Find each line in the entries below that contains the string "white" and copy it. Matching is case-sensitive.

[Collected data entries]
==============================

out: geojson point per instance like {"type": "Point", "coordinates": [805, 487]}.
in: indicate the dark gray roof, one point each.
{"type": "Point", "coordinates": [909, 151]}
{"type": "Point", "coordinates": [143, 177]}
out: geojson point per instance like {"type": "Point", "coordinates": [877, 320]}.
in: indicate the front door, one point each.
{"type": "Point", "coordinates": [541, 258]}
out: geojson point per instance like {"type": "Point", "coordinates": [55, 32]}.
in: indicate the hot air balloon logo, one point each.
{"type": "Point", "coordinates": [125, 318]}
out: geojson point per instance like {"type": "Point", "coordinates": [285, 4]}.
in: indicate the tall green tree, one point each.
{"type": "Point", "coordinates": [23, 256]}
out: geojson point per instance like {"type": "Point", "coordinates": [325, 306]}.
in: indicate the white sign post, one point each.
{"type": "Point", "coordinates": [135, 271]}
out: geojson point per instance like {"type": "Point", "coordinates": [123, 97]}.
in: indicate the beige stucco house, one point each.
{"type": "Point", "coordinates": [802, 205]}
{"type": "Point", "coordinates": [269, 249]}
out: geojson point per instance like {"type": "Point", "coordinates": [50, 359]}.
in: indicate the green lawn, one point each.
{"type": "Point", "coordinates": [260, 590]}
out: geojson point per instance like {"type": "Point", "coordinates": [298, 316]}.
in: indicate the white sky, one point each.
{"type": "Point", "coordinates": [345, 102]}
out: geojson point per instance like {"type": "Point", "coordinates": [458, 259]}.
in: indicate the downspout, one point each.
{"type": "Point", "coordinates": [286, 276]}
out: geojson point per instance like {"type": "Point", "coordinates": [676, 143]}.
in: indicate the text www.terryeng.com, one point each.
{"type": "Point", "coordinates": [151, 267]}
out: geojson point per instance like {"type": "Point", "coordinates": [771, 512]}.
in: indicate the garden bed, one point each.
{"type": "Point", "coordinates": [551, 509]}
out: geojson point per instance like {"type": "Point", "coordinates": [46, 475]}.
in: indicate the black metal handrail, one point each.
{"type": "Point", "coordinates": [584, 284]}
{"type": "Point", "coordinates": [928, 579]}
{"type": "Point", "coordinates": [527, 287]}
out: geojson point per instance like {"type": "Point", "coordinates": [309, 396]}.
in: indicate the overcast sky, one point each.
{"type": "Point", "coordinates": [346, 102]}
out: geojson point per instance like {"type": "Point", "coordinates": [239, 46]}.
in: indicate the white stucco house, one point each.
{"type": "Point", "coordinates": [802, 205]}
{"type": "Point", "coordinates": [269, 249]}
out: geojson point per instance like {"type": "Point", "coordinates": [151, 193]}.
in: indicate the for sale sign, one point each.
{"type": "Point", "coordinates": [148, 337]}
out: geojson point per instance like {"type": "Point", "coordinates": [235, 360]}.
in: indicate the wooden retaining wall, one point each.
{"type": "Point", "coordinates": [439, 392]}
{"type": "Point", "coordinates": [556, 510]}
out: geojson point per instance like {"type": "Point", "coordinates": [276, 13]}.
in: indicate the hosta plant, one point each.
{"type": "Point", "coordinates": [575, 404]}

==============================

WRITTEN ANSWER:
in: indicate the white sign post, one point each.
in: indicate the white sky, one point each.
in: indicate the white stucco house, one point each.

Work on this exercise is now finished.